What the task requires
List every line of the rows below that contains the string "leaf", copying each line whole. Case counts when matching.

Pointing entries for named objects

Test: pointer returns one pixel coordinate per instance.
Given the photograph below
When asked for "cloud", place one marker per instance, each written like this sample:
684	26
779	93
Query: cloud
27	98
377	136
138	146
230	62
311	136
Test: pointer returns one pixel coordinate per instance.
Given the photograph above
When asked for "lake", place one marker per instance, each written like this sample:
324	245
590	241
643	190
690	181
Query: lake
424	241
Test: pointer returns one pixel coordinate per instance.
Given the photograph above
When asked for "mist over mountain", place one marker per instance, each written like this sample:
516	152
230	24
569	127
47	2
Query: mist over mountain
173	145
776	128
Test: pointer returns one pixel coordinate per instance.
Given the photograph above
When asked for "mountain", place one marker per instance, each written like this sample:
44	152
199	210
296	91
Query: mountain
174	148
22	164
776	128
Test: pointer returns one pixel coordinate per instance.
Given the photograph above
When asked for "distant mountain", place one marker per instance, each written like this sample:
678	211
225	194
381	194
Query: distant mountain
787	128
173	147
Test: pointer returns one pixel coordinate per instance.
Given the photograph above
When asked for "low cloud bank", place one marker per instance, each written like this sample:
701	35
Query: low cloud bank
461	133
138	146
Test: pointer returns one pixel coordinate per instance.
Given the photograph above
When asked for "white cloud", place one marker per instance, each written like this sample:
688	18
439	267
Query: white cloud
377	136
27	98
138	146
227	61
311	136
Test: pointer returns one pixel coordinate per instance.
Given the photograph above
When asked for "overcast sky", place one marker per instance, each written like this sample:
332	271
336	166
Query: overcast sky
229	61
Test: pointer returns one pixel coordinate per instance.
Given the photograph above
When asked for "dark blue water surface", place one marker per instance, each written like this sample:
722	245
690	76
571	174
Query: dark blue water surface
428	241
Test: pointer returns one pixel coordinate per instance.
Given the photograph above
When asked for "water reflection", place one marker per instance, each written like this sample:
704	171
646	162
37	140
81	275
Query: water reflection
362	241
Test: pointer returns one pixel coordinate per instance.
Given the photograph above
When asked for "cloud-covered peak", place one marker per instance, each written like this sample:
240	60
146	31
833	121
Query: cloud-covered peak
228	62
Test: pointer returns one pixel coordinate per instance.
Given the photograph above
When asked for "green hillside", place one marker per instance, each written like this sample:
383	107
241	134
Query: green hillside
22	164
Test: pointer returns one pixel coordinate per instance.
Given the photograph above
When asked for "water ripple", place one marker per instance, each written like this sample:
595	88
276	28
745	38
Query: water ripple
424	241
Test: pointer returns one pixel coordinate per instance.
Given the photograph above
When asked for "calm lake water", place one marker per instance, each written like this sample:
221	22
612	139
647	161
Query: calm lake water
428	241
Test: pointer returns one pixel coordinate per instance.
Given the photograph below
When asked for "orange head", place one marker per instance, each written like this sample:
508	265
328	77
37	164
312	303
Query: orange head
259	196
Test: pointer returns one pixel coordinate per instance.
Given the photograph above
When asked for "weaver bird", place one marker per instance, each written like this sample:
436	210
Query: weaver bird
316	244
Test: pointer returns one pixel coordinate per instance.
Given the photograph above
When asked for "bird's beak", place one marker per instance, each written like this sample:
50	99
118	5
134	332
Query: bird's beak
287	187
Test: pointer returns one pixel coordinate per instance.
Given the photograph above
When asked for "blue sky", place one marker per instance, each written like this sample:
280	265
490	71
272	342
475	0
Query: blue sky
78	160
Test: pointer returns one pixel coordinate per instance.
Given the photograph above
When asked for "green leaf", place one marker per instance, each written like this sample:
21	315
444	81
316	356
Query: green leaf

Exercise response
When asked for "green leaf", place one marker per instance, each written like this sample:
Query: green leaf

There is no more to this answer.